→ Material for the task
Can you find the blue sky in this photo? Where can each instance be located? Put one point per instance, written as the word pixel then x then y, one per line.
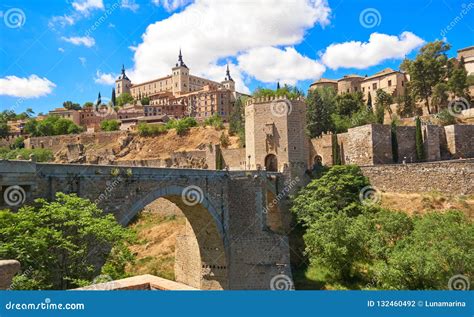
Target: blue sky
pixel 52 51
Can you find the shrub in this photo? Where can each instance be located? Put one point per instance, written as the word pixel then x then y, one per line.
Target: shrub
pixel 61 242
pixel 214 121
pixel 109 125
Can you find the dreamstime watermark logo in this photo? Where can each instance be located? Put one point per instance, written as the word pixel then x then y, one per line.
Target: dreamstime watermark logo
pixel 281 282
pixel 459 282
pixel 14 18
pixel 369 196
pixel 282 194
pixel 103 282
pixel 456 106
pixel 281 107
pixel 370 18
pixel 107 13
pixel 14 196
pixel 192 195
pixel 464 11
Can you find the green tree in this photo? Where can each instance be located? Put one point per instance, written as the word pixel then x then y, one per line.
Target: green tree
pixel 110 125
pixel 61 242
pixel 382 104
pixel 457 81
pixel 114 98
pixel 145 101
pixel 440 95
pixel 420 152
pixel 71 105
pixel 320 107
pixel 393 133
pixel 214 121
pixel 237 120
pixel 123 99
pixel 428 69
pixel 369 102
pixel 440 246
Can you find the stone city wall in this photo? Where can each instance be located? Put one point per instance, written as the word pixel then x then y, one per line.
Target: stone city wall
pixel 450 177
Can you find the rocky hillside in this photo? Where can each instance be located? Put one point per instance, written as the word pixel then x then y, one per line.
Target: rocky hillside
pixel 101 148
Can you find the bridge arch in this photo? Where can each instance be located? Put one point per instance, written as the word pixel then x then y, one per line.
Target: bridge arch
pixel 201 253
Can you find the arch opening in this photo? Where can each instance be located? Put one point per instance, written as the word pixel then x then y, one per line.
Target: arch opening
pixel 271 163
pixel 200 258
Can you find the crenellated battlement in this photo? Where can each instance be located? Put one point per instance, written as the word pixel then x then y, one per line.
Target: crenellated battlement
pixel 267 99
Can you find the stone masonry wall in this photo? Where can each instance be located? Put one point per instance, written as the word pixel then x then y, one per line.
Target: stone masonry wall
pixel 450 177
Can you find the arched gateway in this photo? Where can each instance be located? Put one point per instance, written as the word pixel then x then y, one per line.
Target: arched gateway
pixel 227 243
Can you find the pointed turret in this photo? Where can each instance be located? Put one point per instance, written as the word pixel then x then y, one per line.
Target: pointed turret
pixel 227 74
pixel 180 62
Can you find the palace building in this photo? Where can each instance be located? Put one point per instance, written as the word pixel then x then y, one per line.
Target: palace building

--

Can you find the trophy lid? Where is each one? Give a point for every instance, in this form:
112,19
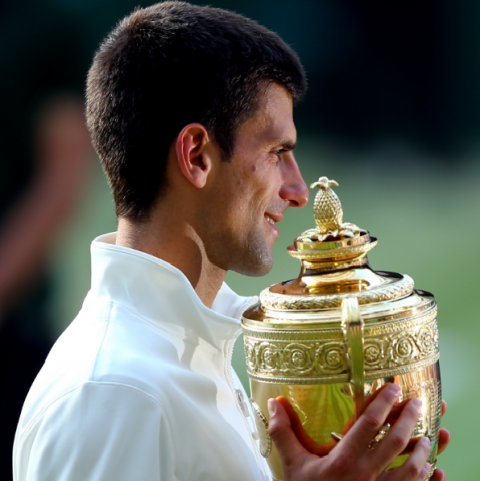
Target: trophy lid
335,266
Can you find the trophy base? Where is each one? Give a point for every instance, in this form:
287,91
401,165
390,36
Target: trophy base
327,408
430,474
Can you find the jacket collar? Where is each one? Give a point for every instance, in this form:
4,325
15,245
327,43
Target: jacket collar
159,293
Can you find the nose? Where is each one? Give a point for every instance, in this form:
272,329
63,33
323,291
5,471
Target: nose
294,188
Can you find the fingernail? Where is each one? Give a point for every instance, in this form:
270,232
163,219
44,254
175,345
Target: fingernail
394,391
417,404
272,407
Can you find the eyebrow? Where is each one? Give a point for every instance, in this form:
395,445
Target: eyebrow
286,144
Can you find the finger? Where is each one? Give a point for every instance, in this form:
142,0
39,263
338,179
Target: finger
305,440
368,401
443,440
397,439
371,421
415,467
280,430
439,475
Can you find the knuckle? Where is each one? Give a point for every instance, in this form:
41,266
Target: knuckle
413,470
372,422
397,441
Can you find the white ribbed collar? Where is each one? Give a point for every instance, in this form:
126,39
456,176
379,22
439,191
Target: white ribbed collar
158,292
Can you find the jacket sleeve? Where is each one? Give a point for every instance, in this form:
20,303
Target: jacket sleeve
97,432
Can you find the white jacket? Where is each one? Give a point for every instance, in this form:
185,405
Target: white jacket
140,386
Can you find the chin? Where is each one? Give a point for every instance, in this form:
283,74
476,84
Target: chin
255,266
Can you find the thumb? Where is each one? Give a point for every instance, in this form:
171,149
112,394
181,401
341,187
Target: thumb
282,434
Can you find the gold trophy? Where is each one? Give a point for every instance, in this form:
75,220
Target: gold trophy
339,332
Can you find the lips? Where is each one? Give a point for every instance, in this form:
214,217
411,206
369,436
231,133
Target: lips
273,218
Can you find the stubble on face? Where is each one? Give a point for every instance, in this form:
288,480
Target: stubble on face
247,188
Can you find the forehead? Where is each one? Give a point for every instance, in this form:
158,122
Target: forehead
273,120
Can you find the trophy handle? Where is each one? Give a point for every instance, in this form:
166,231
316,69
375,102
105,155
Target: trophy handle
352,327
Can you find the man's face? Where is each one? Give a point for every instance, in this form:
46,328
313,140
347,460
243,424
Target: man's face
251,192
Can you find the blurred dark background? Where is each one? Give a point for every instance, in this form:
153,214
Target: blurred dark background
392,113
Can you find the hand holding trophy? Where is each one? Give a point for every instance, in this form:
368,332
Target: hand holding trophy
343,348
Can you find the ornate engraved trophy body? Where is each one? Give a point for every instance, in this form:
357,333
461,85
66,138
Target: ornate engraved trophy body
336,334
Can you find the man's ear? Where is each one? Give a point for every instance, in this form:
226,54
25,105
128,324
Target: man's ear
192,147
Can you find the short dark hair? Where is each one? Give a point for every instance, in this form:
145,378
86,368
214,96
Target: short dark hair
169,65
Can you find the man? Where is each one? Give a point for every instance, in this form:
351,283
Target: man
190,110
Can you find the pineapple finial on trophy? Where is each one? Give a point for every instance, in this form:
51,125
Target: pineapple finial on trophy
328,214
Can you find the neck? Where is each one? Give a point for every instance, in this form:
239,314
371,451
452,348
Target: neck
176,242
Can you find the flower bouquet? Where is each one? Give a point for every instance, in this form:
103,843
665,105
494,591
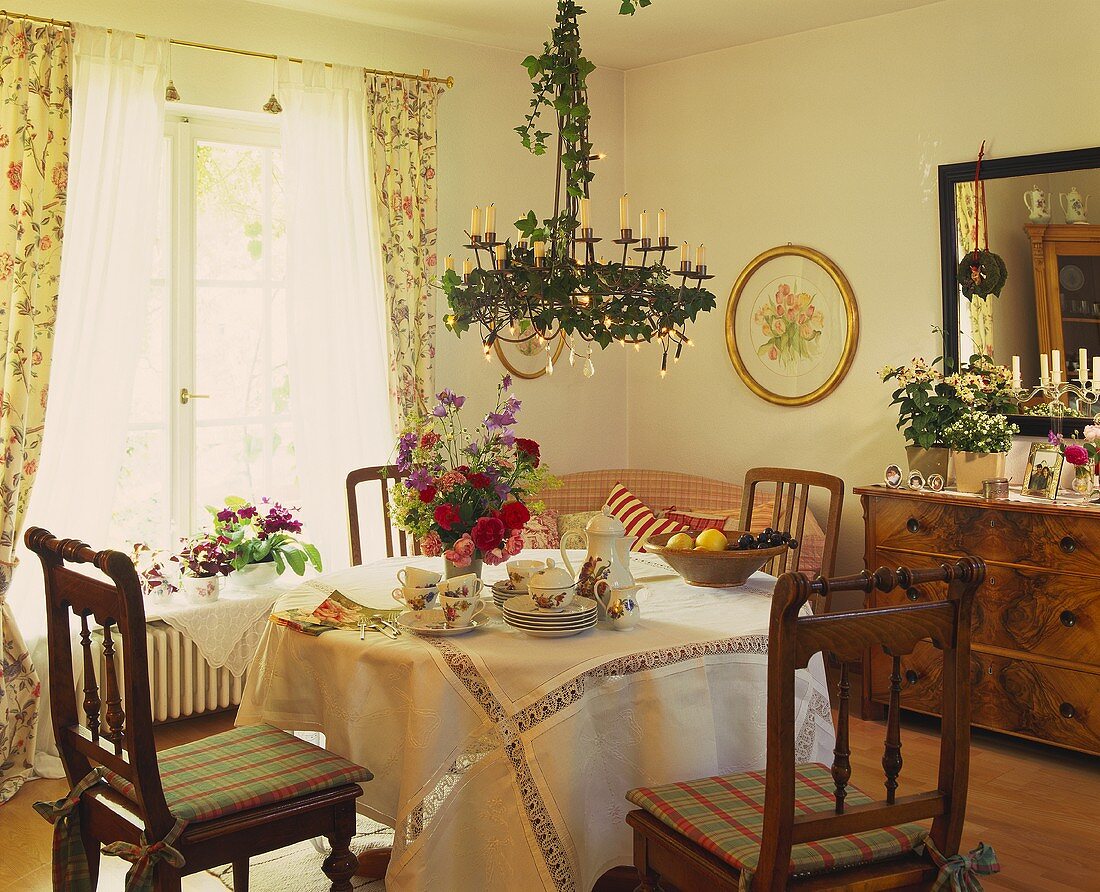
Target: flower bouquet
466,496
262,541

→ What the task requires
Every line of the data that includes the word "palace" should be copied.

→ Final answer
Can you find the palace building in this photo? Where can each instance be located? Put one point per instance, written as the word pixel then x then y, one per line.
Target: palace building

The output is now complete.